• _抜粋_
------------------------------------------------

認識の甘いエリート経営者~消費税の影響を舐めてはならない~




10月1日に消費税率が引き上げられました。


消費税は消費に対する罰金なので、


消費が今まで以上に低迷するのは明らかに思えるのですが、


そうではないと考える方もいるようです。



【月曜経済観測 増税後の消費行動 来月は巡航速度に アサヒGHD社長 小路明善氏】
https://www.nikkei.com/paper/article/?b=20191021&c=DM1&ng=DGKKZO5120910020102019NN1000

消費増税に伴う駆け込み購入と買い控え、ラグビー・ワールドカップ(W杯)の盛り上がり、台風19号に備えた備蓄などで消費活動の変動が大きくなり、実像が見えにくくなっている。アサヒグループホールディングスの小路明善社長に消費の現状と先行きについて聞いた。

「コト消費」が支え

――消費税率が10%に上がった10月1日前後の商況について教えてください。

「9月のビール類の販売数量は(前年の新製品の在庫積み上げ等の)特殊要因を除くと前年同月比で17%増で、業界全体の動向(推計)とほぼ同じだった。10月は中旬までは4%増となっていて全体を通すと前年を若干下回るだろう。前回(2014年)の消費増税時は税率引き上げ前に17%増、増税後は3%減だったので傾向は同じだ」

「ただ増税を機に消費低迷が長引いた前回のようなことにはならないと考えている。おそらく10月末から11月中旬ころには平準化していると思うし、そこから巡航速度で推移していくだろう。消費の谷のような現象は起きないはずだ」

------------------------------------------------

• _提供データ_

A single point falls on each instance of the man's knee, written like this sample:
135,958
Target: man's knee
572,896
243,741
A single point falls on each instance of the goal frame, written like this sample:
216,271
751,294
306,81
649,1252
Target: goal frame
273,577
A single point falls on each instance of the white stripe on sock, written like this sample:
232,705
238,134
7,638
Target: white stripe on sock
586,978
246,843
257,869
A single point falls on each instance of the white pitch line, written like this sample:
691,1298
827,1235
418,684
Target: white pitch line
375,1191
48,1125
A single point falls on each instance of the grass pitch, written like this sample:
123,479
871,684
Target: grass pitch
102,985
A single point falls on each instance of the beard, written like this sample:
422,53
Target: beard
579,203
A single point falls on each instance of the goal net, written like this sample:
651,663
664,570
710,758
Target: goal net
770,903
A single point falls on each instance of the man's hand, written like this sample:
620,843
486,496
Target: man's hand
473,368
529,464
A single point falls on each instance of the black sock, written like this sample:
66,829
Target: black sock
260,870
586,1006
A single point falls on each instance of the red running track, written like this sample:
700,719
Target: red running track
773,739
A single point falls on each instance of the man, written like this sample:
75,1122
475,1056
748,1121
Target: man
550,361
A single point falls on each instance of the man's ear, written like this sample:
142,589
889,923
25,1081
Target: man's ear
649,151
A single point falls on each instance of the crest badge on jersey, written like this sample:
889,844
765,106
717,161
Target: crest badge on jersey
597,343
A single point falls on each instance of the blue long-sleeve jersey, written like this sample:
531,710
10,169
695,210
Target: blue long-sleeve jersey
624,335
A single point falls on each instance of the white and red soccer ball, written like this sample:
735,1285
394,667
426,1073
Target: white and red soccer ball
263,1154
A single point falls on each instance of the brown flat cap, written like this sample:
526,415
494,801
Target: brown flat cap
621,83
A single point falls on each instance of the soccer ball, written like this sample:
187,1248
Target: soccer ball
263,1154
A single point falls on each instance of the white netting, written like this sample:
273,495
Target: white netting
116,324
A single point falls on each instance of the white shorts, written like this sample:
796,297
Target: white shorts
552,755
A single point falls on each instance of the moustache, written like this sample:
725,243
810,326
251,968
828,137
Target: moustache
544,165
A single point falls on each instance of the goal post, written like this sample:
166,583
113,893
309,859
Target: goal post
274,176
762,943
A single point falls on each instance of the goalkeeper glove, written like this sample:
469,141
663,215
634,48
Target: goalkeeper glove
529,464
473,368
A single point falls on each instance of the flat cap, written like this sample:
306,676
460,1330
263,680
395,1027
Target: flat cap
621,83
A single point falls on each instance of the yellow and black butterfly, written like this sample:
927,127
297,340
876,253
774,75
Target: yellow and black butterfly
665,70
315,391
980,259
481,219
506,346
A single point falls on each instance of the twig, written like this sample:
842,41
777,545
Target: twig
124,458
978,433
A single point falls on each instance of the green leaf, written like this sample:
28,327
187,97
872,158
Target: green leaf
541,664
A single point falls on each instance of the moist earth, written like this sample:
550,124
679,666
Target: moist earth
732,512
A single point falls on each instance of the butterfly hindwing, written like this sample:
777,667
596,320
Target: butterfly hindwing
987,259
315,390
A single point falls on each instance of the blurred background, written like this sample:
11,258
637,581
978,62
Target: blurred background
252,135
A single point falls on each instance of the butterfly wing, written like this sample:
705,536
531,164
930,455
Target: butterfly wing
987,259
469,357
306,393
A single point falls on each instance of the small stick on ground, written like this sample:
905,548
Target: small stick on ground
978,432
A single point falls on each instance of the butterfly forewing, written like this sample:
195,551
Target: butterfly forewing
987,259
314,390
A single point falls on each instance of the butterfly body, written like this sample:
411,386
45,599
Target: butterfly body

------------------------------------------------

• _取り組む課題_
a) 次の(i)〜(iii)は抜粋の内容と一致しますか?それぞれ「はい」か「いいえ」で答え、判断の決め手となる抜粋の語句をそのまま引用してください。
(i) 9月のビール類の販売数量は、特殊要因を除くと前年同月比で17%増だった。
(ii) 2014年の消費増税時、増税後の販売は3%増だった。
(iii) 小路社長は、増税後に消費の谷が生じると見ている。
b) 抜粋で、消費活動の変動が大きくなった要因として「など」の前に読点で区切って挙げられている事柄をすべて書き出してください。
c) 抜粋について、次の問いに答えてください。
(i) 消費税率が引き上げられたのは何月何日ですか?
(ii) 消費税は消費に対する何だと述べられていますか?
(iii) 小路社長は、消費がいつごろ平準化していると見ていますか?
データは抜粋とは別の資料です。

• _最終回答_
a)
(i) はい。「前年同月比で17%増」
(ii) いいえ。「増税後は3%減だった」
(iii) いいえ。「消費の谷のような現象は起きないはずだ」

b)
消費増税に伴う駆け込み購入と買い控え
ラグビー・ワールドカップ(W杯)の盛り上がり
台風19号に備えた備蓄

c)
(i) 10月1日
(ii) 罰金
(iii) 10月末から11月中旬ころ